__ФРАГМЕНТ ТЕКСТА__
____
Добавить в цитаты Настройки чтения

Страница 120 из 152



Много времени у меня взяло участие в устройстве образцовых комнат «Современного искусства», немало его ушло и на приготовления к спектаклю «Гибели богов», по-прежнему я принимал ближайшее участие в деятельности «Мира искусства» и в издательстве Красного Креста, но все же моим главным и любимым занятием продолжало быть редактирование «Художественных сокровищ». Опираясь на все растущий успех и на увеличение числа подписчиков, я продолжал расширять и углублять принятую программу моего сборника. За этот второй год его существования я особенно мог гордиться теми номерами, которые были целиком посвящены Петергофу, богатствам Московской Оружейной палаты, коллекциям М. П. Боткина, графа П. П. Шувалова, Петра Ивановича Щукина, Ораниенбаумской Катальной горе. Последние же выпуски были отданы Галерее драгоценностей императорского Эрмитажа, в которой я проводил многие прелестные часы, руководя снимками и занятый описью особенно ценных в художественном смысле предметов. Для двух московских коллекций (Оружейной палаты и для собрания Петра Ивановича Щукина) мне пришлось несколько раз съездить в Первопрестольную. Работа в Оружейной палате, при любезности и отзывчивости ее хранителя Трутовского, доставила мне одну только радость. Напротив, иметь дело с довольно-таки самодурным Петром Ивановичем Щукиным было делом нелегким и требовало большого терпения. Каждую минуту я рисковал чем-либо не угодить привередливому хозяину.
____
__СТРОКИ__
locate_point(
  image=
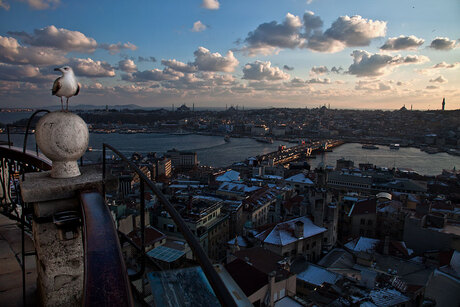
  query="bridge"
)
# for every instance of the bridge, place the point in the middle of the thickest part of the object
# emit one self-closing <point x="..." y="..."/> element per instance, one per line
<point x="294" y="153"/>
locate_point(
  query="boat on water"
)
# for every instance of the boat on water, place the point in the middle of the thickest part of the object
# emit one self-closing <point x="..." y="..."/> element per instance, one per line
<point x="369" y="146"/>
<point x="181" y="132"/>
<point x="265" y="140"/>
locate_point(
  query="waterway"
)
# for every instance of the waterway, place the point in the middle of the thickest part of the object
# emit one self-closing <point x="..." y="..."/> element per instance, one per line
<point x="214" y="151"/>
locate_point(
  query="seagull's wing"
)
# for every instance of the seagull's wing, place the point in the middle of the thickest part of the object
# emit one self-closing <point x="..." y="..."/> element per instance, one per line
<point x="56" y="86"/>
<point x="78" y="89"/>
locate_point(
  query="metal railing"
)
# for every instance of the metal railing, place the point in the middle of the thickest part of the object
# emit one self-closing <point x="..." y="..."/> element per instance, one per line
<point x="215" y="281"/>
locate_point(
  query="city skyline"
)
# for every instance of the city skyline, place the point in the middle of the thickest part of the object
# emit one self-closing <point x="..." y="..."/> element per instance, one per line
<point x="213" y="53"/>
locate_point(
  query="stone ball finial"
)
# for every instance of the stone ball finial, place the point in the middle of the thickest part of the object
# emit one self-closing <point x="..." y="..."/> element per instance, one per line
<point x="62" y="137"/>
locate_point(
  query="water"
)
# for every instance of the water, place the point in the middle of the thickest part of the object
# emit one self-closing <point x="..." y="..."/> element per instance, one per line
<point x="214" y="151"/>
<point x="11" y="117"/>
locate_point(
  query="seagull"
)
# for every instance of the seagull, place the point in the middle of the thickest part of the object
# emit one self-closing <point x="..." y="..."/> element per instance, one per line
<point x="66" y="85"/>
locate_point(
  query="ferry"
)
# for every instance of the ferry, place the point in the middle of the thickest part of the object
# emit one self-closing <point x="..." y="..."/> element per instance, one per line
<point x="265" y="140"/>
<point x="369" y="146"/>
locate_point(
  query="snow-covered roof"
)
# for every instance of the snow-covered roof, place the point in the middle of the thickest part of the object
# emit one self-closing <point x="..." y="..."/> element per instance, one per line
<point x="317" y="275"/>
<point x="299" y="178"/>
<point x="283" y="233"/>
<point x="388" y="297"/>
<point x="230" y="175"/>
<point x="240" y="241"/>
<point x="366" y="244"/>
<point x="237" y="187"/>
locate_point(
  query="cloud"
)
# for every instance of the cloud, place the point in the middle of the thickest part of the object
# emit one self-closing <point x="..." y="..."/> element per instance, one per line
<point x="445" y="65"/>
<point x="198" y="26"/>
<point x="272" y="35"/>
<point x="207" y="61"/>
<point x="443" y="43"/>
<point x="439" y="79"/>
<point x="336" y="70"/>
<point x="127" y="65"/>
<point x="12" y="52"/>
<point x="372" y="86"/>
<point x="146" y="59"/>
<point x="22" y="73"/>
<point x="210" y="4"/>
<point x="115" y="48"/>
<point x="58" y="38"/>
<point x="263" y="71"/>
<point x="179" y="66"/>
<point x="319" y="70"/>
<point x="4" y="5"/>
<point x="345" y="31"/>
<point x="366" y="64"/>
<point x="402" y="43"/>
<point x="42" y="4"/>
<point x="319" y="81"/>
<point x="356" y="30"/>
<point x="152" y="75"/>
<point x="311" y="23"/>
<point x="92" y="69"/>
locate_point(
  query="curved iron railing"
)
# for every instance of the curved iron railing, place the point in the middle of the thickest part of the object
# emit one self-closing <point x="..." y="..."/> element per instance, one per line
<point x="217" y="284"/>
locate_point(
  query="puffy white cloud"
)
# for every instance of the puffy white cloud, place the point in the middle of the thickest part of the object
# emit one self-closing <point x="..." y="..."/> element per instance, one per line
<point x="198" y="26"/>
<point x="4" y="5"/>
<point x="22" y="73"/>
<point x="319" y="81"/>
<point x="336" y="70"/>
<point x="210" y="4"/>
<point x="446" y="65"/>
<point x="12" y="52"/>
<point x="207" y="61"/>
<point x="115" y="48"/>
<point x="311" y="23"/>
<point x="372" y="86"/>
<point x="439" y="79"/>
<point x="90" y="68"/>
<point x="344" y="32"/>
<point x="146" y="59"/>
<point x="127" y="65"/>
<point x="319" y="70"/>
<point x="403" y="43"/>
<point x="178" y="66"/>
<point x="366" y="64"/>
<point x="153" y="75"/>
<point x="42" y="4"/>
<point x="58" y="38"/>
<point x="356" y="30"/>
<point x="263" y="71"/>
<point x="443" y="43"/>
<point x="272" y="35"/>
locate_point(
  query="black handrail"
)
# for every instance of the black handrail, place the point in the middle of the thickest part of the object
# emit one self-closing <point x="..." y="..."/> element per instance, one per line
<point x="216" y="282"/>
<point x="106" y="281"/>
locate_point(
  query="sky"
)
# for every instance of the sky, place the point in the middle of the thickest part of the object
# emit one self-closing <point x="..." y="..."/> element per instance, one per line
<point x="359" y="54"/>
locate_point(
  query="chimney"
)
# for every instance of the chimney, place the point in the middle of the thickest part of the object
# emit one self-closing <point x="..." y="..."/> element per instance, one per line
<point x="386" y="245"/>
<point x="298" y="229"/>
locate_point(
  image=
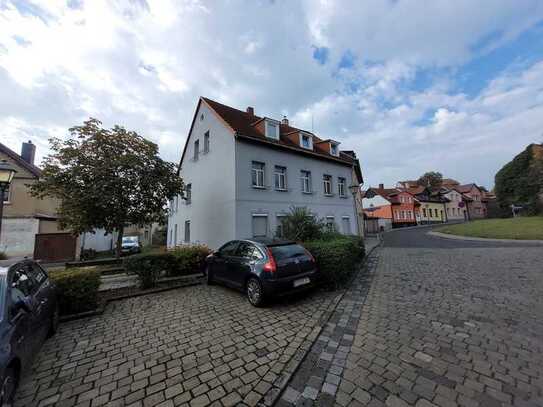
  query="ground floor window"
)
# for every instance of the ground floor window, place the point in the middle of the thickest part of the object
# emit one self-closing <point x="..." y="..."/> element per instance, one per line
<point x="260" y="225"/>
<point x="279" y="230"/>
<point x="346" y="224"/>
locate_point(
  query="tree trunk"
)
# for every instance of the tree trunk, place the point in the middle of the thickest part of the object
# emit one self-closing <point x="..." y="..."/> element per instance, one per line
<point x="120" y="232"/>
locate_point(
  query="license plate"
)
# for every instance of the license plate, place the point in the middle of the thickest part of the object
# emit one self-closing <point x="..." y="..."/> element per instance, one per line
<point x="301" y="281"/>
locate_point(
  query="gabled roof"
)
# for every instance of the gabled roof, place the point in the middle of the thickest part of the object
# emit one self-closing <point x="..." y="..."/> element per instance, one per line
<point x="19" y="160"/>
<point x="243" y="125"/>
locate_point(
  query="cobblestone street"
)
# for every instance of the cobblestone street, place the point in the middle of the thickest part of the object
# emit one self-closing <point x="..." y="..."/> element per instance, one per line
<point x="195" y="346"/>
<point x="445" y="323"/>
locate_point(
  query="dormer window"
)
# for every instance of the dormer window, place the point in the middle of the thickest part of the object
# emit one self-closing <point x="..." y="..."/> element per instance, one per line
<point x="306" y="141"/>
<point x="272" y="129"/>
<point x="334" y="149"/>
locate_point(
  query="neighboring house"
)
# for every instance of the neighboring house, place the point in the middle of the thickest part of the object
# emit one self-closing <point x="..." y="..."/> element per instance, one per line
<point x="476" y="203"/>
<point x="456" y="206"/>
<point x="401" y="205"/>
<point x="432" y="206"/>
<point x="243" y="172"/>
<point x="30" y="225"/>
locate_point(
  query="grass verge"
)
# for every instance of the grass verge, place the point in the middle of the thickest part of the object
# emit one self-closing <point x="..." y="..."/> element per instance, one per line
<point x="522" y="228"/>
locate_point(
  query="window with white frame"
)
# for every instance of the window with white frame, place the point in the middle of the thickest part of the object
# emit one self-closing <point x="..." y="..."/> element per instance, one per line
<point x="341" y="186"/>
<point x="327" y="184"/>
<point x="305" y="176"/>
<point x="306" y="141"/>
<point x="196" y="149"/>
<point x="257" y="174"/>
<point x="346" y="224"/>
<point x="272" y="129"/>
<point x="260" y="225"/>
<point x="279" y="229"/>
<point x="280" y="178"/>
<point x="187" y="231"/>
<point x="188" y="194"/>
<point x="206" y="142"/>
<point x="330" y="223"/>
____
__ЗАДАНИЕ__
Какую фамилию носил хранитель Оружейной палаты, согласно отрывку о редактировании «Художественных сокровищ»?

__ОТВЕТ__
Трутовский.